# EXERCISE SET
**a)** Name every field of study mentioned in the cafeteria essay.
**b)** Please reproduce the cafeteria essay between "As I stand in" and "of a future.", inclusive.
**c)** Write the next part of the cafeteria essay, picking up after its final sentence.

# TEXT SEGMENT
*-*-*
I am standing in line at the college cafeteria waiting to get a meal before my Biology class. All of the ladies who serve from the other side of the counter are Latin and speak little English. I assume they are Mexican because I know that one of them is from Puebla and the other from Guerrero, and the one with the green eyes could have been born in Acapulco. But not the Acapulco you know, not the one with the beaches for tourists, I’m talking about the other one; the real one. They know me because I eat there often, and we usually engage in small talk. But it is hard to understand each other: my Argentine Spanish sounds too Italian and too fast to them, and even when I try to slow down my speech and give it more music and a lower tone they will ask me to repeat what I said. We Argentines, specially the ones from Buenos Ayres, can roll our R’s like if it where the last thing we will ever do in our life, and we pronounce the Y’s very differently from Central Americans. This is a reason why many central Americans have, friendlily, mocked at my accent, but we can still communicate between each other.
As I stand in line, I am separated from them by a counter that divides our roles, and while they are here to work, I am here to study. The counter also separates our privileges: while they get payed four dollars an hour "under the table," I sit in class. Going further, this can also translate into: while I am able to project a future and to dream a little, they see this job as their only choice of a future.
Today it was slower than usual, and when my turn arrived, one of the ladies asked me, in spanish, what was I studying. I always hesitate to answer whenever people ask me this, because I used to be a Philosophy major in my country, back in the days when I believed social change was possible. Shamefully, part of me has given up on this ideal, and now I want to be a writer and I want to teach Spanish Literature. I also want to be able to talk to other people, so that I can know about them. I tell her that I am trying to be a teacher, and she smiles and gives me an extra scoop of grilled vegetables. I wonder what she would have done if I had answered "I'm majoring in Business!"
*-*-*
# RECORDS PROVIDED

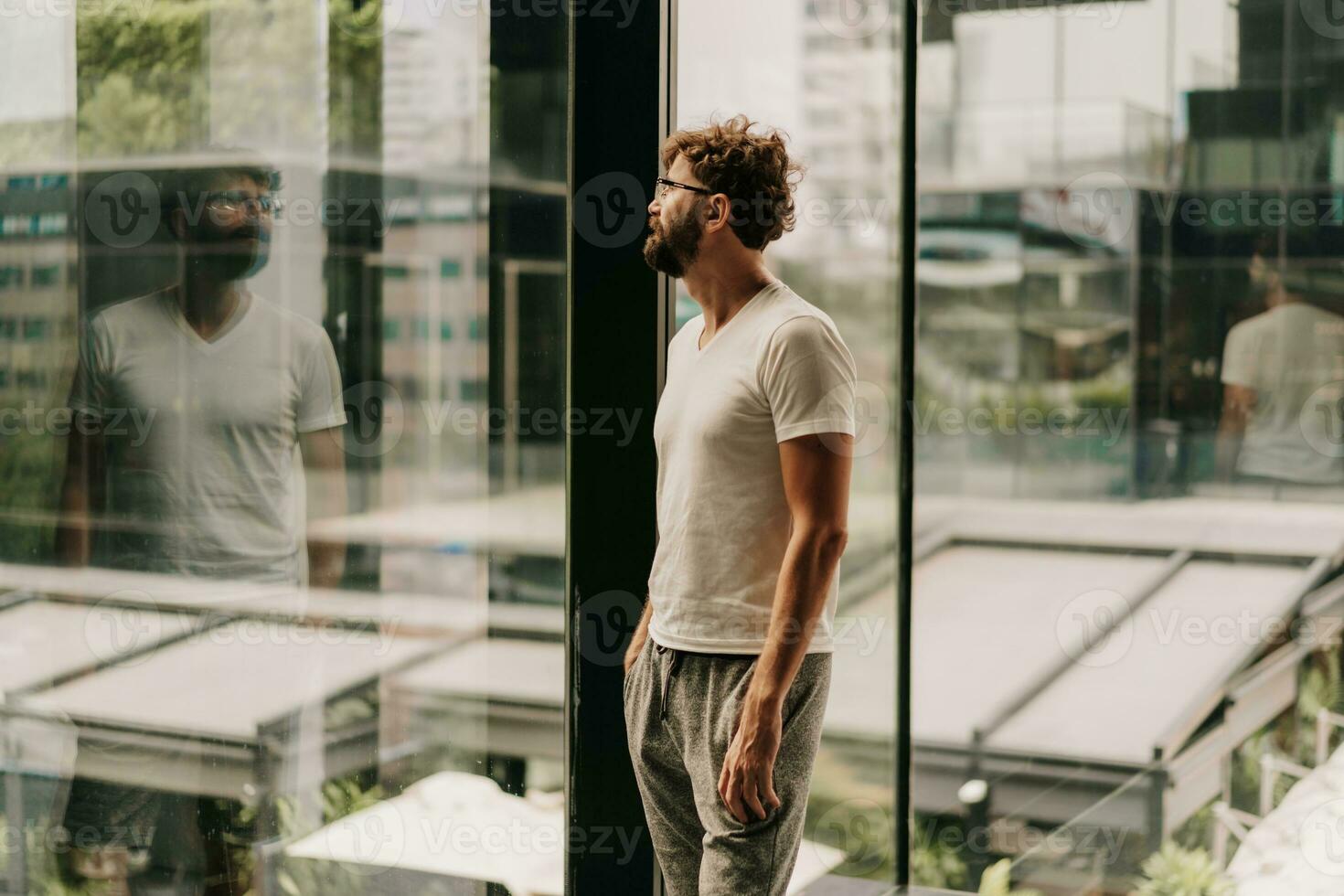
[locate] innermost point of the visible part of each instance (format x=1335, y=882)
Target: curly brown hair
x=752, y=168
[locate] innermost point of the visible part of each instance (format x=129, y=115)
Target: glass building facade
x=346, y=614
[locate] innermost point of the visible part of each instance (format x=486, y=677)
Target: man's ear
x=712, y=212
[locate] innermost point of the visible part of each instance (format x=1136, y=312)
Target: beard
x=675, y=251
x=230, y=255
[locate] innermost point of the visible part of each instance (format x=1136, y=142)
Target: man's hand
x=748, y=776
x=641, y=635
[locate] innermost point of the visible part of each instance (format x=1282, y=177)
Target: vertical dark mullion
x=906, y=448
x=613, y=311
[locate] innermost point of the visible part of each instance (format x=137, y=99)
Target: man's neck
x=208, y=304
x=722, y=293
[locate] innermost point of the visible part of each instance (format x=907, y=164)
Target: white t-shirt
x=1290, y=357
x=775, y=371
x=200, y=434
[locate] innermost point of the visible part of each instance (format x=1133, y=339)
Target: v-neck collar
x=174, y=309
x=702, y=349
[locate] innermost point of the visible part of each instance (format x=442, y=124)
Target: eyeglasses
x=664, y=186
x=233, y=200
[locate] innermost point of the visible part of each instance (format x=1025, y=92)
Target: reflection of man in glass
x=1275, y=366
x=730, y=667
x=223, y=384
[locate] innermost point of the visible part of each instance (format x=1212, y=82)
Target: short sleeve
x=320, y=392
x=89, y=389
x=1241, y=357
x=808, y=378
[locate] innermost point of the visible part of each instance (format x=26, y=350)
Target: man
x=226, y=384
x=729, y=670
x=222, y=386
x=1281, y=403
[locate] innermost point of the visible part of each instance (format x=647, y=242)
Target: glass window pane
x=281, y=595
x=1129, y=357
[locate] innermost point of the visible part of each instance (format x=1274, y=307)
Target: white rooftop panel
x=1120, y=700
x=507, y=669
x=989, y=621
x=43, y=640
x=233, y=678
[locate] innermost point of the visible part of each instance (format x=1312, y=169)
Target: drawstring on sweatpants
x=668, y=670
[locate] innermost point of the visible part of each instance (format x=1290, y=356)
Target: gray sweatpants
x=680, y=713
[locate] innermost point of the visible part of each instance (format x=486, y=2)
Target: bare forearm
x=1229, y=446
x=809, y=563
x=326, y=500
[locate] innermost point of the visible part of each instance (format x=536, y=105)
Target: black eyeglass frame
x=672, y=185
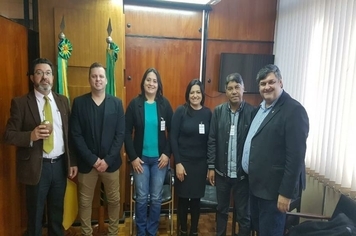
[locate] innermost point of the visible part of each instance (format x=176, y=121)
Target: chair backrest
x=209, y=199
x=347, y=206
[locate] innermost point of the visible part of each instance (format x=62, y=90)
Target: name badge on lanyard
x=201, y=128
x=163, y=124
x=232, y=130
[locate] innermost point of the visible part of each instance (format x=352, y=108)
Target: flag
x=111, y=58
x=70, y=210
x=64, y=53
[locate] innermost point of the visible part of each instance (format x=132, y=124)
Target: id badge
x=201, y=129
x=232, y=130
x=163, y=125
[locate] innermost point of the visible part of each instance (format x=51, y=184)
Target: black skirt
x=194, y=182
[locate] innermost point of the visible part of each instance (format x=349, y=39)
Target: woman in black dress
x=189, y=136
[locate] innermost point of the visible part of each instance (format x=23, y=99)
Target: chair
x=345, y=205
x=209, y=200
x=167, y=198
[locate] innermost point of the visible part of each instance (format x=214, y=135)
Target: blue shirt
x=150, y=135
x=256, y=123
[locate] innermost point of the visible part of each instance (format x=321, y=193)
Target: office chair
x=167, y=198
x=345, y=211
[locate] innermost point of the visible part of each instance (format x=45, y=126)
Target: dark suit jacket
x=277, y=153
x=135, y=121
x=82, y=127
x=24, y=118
*-*-*
# RESULTS IN ORDER
**a)** Biology, Philosophy, Spanish Literature, Business

**b)**
As I stand in line, I am separated from them by a counter that divides our roles, and while they are here to work, I am here to study. The counter also separates our privileges: while they get payed four dollars an hour "under the table," I sit in class. Going further, this can also translate into: while I am able to project a future and to dream a little, they see this job as their only choice of a future.

**c)**
And at the same time, I only get to ask her about her day, or about the weather. I cannot go into details about the reason why she is here, or about the family she has left behind when crossing the border, or if she enjoys serving meals to spoiled teenagers all day long, or if she thinks less of me because I live amongst Americans. I am on the other side of the counter, and she probably assumes that I do not understand anything. But I do, even though I am not the girl who was working illegally at that bagel store anymore, three years ago in Charlotte. Even though I am not that girl who used to laugh in Spanish with her co-workers from Peru and Ecuador. Even though I am not the girl who waited for the bus in the snow to get to places and who stayed in the public library at two PM, reading novels near the tables in where the homeless men took naps. Even though I am not the girl who mispronounced every single word she uttered in English and who could not afford college, I still understand. Something happened on the course of these last years; the loss of my innocence surrendered to what is commonly called " adaptation."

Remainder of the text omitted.